• _Activity_:
Filter the lines below, copying only those with the string "pumpkin".

• _Source material_:
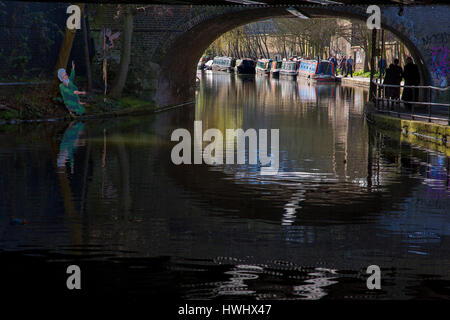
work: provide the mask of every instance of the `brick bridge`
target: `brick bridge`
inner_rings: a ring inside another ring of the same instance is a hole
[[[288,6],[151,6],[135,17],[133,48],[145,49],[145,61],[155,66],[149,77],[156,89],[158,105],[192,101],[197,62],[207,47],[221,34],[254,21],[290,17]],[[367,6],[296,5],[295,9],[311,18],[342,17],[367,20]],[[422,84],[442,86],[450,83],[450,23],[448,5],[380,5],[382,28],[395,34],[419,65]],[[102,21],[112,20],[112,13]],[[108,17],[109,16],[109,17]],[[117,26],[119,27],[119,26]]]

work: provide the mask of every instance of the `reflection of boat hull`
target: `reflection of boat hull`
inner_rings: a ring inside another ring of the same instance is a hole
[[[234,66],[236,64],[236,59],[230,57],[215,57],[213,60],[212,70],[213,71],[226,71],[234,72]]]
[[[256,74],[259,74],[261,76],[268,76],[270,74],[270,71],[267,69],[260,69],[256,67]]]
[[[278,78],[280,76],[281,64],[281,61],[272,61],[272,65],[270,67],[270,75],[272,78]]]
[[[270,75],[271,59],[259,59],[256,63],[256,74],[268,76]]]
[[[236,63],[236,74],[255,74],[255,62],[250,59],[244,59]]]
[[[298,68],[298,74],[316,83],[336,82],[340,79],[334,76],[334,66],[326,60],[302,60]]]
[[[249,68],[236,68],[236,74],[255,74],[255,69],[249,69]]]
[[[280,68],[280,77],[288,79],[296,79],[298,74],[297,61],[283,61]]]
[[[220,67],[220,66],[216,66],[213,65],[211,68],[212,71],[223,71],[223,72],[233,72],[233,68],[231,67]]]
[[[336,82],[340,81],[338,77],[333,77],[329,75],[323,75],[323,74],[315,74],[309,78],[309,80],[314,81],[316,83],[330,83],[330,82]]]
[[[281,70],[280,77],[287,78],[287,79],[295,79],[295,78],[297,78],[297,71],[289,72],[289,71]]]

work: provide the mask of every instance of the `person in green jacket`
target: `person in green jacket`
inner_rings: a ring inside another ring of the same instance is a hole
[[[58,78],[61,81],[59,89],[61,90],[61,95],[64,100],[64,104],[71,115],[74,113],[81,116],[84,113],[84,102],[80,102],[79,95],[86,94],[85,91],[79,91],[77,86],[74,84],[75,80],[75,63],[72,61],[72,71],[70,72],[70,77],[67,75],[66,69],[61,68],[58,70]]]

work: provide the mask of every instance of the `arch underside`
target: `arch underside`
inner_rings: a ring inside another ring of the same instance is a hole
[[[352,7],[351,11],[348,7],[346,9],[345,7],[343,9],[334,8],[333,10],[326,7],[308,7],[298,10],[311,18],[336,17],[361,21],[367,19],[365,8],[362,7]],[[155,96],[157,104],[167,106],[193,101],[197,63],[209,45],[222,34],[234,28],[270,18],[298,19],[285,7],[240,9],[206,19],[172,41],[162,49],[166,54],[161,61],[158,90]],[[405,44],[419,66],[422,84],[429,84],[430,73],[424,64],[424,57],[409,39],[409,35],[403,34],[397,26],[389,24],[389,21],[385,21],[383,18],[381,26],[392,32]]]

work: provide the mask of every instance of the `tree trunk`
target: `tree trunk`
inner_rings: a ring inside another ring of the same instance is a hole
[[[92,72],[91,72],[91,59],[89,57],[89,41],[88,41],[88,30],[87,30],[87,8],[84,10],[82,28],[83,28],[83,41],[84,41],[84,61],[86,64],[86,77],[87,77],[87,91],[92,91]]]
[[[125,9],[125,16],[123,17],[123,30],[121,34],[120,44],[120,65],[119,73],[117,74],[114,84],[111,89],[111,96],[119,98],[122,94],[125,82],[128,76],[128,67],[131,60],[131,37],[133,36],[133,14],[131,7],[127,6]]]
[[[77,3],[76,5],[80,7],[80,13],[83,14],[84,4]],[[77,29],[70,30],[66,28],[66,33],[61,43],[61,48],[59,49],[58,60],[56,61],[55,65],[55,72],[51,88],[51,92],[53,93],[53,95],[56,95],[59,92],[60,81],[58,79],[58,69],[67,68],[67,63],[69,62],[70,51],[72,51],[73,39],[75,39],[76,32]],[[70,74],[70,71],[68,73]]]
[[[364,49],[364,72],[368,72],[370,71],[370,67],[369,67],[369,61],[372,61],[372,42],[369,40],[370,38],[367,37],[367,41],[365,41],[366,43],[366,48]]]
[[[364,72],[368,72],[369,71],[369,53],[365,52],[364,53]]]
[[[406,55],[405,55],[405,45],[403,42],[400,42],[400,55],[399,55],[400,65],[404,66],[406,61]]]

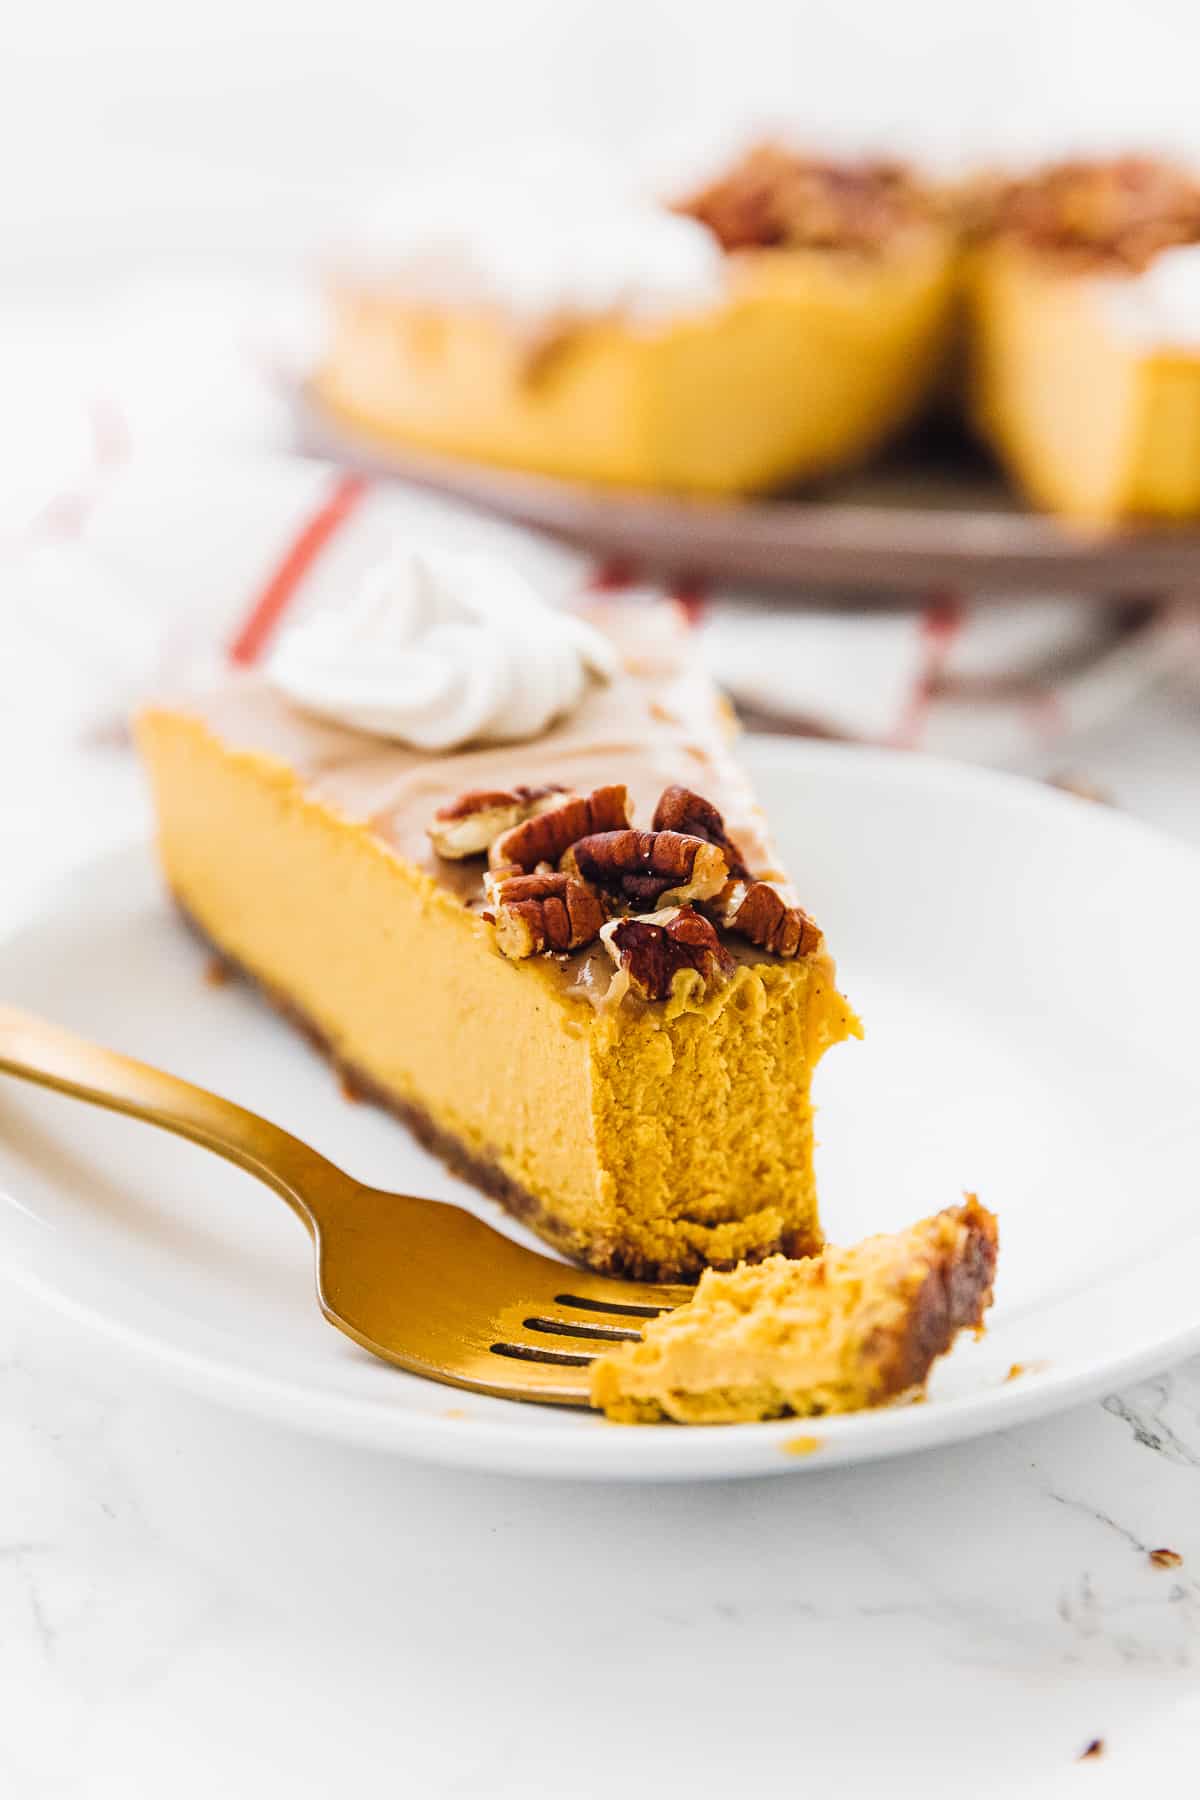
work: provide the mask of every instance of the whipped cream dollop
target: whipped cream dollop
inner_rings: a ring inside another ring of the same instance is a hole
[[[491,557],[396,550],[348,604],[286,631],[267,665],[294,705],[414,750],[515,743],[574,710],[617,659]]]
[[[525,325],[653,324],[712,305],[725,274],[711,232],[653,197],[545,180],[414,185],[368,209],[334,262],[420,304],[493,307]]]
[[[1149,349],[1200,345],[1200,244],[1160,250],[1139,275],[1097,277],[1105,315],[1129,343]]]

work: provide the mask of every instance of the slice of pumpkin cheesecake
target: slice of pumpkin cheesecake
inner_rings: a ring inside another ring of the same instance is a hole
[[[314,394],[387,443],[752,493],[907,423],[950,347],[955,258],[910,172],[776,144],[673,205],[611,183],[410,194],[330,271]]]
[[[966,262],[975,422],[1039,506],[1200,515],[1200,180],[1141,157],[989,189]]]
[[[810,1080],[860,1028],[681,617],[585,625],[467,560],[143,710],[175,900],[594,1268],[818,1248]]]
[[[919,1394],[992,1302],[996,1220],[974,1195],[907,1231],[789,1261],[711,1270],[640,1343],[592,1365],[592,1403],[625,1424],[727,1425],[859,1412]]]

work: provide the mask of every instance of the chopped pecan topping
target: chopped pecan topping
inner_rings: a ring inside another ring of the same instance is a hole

• _Solution_:
work: provide the mask of every instance of the slice of pumpkin cheesecake
target: slice of pumpkin cheesecake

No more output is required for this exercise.